* Selected excerpt *
:::::
Alexandre Dumas ran a content factory in 19th century Paris with 73 collaborators. His books are in the literary canon. If he published today, Reddit would tear him apart.
In November 2025, Hachette published a horror novel called Shy Girl by Mia Ballard. It sold 1,800 copies. It had a 3.5 on Goodreads. Then the internet decided it was AI-generated, and the witch hunt began. A YouTube video pulled 1.2 million views. Goodreads reviewers started doing amateur forensic linguistics. Hachette pulled the book, canceled the US release, and scrubbed it from Amazon.
Ballard says she didn't use AI. Maybe she's telling the truth. Maybe she isn't. I don't know, and neither do you, and neither do the thousands of people who destroyed her career before any verdict was reached.
In this video, I break down why AI detection tools are unreliable (OpenAI shut down their own classifier after it performed worse than a coin toss), why gut-feeling prose analysis is even worse, why "certified human" badges are just an honor system that hurts the writers who need protection most, and why the asymmetry between a false accusation and a book sitting on a shelf should trouble all of us.
Writing has always been messy. Writers have always borrowed, imitated, recycled, and leaned on collaborators. The line between authentic and assisted has never been clean. I refuse to participate in crowdsourced career destruction based on broken tools and vibes.
:::::
* Information given *
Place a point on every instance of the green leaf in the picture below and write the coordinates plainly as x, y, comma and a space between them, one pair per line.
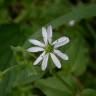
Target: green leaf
52, 87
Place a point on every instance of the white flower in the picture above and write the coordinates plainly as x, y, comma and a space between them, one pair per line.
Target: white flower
49, 48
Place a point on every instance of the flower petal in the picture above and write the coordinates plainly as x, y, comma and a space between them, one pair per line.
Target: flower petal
61, 55
39, 58
36, 42
60, 42
44, 33
35, 49
55, 60
45, 62
49, 32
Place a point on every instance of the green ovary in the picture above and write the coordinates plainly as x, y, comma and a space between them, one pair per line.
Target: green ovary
49, 48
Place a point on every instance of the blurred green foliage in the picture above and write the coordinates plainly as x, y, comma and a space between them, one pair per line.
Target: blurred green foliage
23, 19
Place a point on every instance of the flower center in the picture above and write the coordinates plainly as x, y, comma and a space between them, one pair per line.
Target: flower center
49, 48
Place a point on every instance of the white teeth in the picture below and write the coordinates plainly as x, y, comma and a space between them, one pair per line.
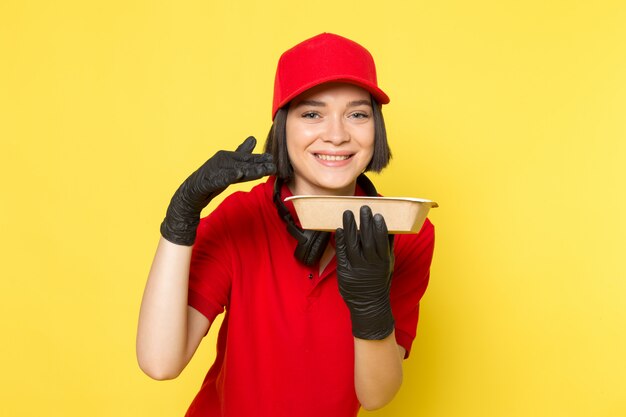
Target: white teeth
332, 157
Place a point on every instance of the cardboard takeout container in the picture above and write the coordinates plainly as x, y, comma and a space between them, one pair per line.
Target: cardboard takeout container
402, 214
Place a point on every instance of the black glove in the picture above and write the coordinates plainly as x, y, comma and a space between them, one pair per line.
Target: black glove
223, 169
364, 267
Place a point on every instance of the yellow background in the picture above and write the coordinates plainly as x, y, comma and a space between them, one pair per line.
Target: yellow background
510, 114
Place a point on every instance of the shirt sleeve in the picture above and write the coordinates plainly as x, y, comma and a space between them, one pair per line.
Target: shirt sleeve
411, 273
210, 273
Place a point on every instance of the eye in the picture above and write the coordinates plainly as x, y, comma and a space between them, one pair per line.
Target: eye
359, 115
310, 115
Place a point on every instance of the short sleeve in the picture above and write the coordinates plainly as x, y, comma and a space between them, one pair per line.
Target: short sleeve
410, 278
210, 273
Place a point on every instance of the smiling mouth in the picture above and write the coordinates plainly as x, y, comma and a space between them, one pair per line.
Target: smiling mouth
324, 157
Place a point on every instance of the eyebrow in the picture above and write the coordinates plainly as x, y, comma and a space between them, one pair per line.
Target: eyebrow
316, 103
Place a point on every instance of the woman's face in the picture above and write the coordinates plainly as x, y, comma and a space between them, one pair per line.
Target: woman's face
330, 138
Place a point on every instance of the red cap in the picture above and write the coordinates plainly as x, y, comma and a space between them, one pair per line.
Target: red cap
320, 59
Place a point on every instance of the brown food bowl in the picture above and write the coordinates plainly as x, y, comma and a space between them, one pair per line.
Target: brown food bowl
402, 215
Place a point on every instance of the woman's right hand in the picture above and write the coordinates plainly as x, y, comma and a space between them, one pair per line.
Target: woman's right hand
223, 169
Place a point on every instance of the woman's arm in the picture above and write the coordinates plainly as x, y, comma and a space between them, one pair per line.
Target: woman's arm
377, 371
169, 331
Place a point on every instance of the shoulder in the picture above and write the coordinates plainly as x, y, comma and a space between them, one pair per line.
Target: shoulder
423, 240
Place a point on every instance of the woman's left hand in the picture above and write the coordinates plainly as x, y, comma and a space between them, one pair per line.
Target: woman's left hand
364, 267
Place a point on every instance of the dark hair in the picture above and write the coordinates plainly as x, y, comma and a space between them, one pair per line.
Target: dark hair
276, 143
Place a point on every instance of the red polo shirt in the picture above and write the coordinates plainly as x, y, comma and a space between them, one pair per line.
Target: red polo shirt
285, 347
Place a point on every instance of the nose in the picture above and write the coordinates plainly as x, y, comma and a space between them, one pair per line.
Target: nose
336, 131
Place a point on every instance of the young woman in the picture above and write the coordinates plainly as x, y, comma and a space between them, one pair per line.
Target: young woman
317, 323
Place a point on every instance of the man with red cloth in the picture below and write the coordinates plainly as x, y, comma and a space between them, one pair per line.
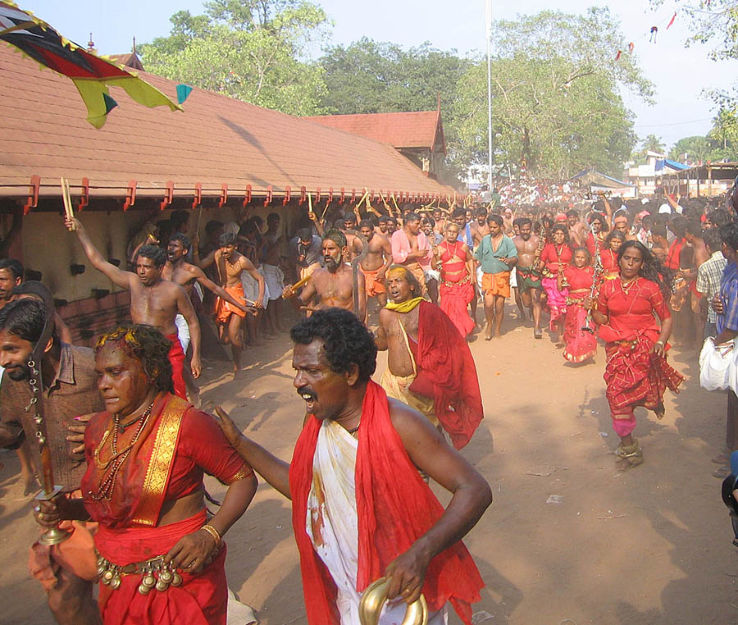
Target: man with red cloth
154, 301
429, 364
361, 509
:::::
Summarize the text above on the Shy Girl controversy in three sentences.

In November 2025, Hachette published Mia Ballard's horror novel Shy Girl, then pulled the book, canceled its US release, and removed it from Amazon after the internet decided it was AI-generated. Ballard says she did not use AI, and the author maintains that no one knows whether this is true, yet thousands of people destroyed her career before any verdict was reached. The author argues that AI detection tools and gut-feeling prose analysis are unreliable and that "certified human" badges hurt the writers who most need protection, and refuses to take part in crowdsourced career destruction based on broken tools and vibes.